◆ Task item A ◆
Answer these questions using the news item on the US–Russia space station deal.
(i) Which conflict caused the tension over joint space activities?
(ii) Which two space agencies confirmed the approval?
(iii) According to the agency's statement, whose interests does the agreement meet?
◆ Task item B ◆
From the news item on the US–Russia space station deal, return the passage starting at "West News Wire: A" and ending at "has been made.".
◆ Task item C ◆
Carry the news item on the US–Russia space station deal forward from its final sentence.

Given text: Begin

West News Wire: A deal has been reached between the US and Russia to send each other’s space travelers to the International Space Station (ISS). After months of tension and apprehension regarding joint space activities in the wake of the ongoing conflict in Ukraine, a breakthrough has been made.
On Friday, the American space agency NASA and the Russian space agency Roscosmos both confirmed that the so-called “integrated flights” have been approved. According to Roscosmos, the agreement’s main objective is to guarantee that at least one US astronaut and one Russian cosmonaut are present at the International Space Station (ISS) to maintain their respective segments of the station.
The agreement will advance the growth of cooperation within the International Space Station program framework, the agency said in a statement, “meeting the interests of Russia and the United States.”

Given text: End
Dataset entries: Begin

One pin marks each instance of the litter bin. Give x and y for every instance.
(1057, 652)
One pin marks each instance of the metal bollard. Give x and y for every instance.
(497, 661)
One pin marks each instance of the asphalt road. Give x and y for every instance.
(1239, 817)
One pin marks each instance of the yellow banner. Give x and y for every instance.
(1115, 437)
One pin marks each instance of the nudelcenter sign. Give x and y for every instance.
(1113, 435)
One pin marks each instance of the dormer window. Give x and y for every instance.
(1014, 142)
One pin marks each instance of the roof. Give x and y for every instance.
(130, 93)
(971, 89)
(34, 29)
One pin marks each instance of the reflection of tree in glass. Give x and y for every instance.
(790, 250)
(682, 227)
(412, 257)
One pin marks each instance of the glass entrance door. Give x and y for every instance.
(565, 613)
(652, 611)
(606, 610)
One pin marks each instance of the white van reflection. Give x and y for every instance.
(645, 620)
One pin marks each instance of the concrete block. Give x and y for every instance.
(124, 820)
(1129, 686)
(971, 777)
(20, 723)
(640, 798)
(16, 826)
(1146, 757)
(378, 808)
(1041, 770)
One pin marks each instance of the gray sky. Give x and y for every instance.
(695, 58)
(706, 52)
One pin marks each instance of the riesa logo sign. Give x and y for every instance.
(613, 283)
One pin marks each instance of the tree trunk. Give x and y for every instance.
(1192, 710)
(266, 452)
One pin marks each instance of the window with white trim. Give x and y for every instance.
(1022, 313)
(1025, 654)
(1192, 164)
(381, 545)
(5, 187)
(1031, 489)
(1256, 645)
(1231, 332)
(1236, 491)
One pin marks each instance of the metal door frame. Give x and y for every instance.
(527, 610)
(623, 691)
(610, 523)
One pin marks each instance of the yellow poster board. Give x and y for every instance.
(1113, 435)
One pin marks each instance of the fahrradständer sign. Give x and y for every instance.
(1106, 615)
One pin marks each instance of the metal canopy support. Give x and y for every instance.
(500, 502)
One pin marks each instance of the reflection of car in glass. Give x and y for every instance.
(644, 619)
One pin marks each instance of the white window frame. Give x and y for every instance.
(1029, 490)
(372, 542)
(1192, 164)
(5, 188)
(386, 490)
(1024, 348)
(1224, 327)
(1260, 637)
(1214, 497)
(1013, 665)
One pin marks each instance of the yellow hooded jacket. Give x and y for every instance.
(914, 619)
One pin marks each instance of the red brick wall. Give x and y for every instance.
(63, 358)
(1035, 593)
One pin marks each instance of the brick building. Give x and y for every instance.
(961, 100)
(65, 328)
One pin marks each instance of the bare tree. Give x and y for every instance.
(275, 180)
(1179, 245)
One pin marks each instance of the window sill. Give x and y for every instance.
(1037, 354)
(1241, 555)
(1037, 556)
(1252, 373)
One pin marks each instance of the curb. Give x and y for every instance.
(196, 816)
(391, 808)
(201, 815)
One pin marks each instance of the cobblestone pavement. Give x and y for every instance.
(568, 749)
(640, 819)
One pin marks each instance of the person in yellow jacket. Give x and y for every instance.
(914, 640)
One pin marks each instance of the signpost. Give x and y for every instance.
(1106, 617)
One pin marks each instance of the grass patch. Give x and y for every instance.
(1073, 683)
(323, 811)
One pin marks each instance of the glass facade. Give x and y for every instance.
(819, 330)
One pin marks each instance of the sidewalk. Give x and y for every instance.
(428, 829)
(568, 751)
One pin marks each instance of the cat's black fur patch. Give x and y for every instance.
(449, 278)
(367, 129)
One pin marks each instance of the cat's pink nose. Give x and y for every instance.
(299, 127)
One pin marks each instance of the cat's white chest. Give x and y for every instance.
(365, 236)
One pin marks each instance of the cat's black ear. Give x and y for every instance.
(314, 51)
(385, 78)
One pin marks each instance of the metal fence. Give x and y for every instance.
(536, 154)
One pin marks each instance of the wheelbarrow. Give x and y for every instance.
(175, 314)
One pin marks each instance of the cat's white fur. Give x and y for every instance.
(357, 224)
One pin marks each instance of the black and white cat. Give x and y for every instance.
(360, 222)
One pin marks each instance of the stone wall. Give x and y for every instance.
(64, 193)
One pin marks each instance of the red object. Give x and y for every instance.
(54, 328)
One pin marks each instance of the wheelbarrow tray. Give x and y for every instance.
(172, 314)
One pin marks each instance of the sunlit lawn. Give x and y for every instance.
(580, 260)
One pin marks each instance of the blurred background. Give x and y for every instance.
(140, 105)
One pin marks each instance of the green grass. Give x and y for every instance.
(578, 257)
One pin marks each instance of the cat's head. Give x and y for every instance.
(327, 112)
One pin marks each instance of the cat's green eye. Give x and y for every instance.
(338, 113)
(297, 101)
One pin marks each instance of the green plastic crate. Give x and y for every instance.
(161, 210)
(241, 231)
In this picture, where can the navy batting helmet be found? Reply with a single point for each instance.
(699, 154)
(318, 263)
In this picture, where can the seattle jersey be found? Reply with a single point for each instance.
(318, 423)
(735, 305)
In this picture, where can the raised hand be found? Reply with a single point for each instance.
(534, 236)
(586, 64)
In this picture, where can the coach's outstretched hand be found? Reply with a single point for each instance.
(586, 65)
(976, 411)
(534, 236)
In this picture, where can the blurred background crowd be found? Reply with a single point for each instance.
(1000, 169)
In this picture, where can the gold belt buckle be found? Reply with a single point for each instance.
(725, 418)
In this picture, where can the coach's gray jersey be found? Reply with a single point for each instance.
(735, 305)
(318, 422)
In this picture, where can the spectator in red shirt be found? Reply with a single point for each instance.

Dataset entries: End

◆ Answer space A ◆
(i) The ongoing conflict in Ukraine.
(ii) NASA and Roscosmos.
(iii) Those of Russia and the United States.

◆ Answer space B ◆
West News Wire: A deal has been reached between the US and Russia to send each other’s space travelers to the International Space Station (ISS). After months of tension and apprehension regarding joint space activities in the wake of the ongoing conflict in Ukraine, a breakthrough has been made.

◆ Answer space C ◆
A NASA spokesman, Josh Finch, emphasized that “flying integrated crews ensures there are appropriately trained crew members on board the station for essential maintenance and spacewalks.” The deal is a “no-exchange-of-funds arrangement,” Finch stated, and includes all the necessary training as well as “transportation to and from the International Space Station and comprehensive mission support.”
“It also protects against contingencies such as a problem with any crew spacecraft, serious crew medical issues, or an emergency aboard the station that requires a crew and the vehicle they are assigned to return to Earth sooner than planned,” he added.
The first mission under the arrangement, involving NASA astronaut Frank Rubio and Russian cosmonauts Sergey Prokopyev and Dmitry Petelin, is set to take place in late September. The crew will use the Russian Soyuz spacecraft to reach the ISS.
Another mission, scheduled for the autumn as well, will fly a US Crew Dragon spacecraft. The mission will likely involve the only woman in Russia’s active cosmonaut roster, Anna Kikina, Roscosmos revealed.
The apparent breakthrough in NASA-Roscosmos ties comes after months of tensions sparked by the ever-worsening relationship between the two countries, further aggravated by the ongoing conflict between Russia and Ukraine. The announcement of the deal also coincided with the dismissal of Russia’s long-time space chief, Dmitry Rogozin, who got replaced with Yury Borisov in a government reshuffle on Friday.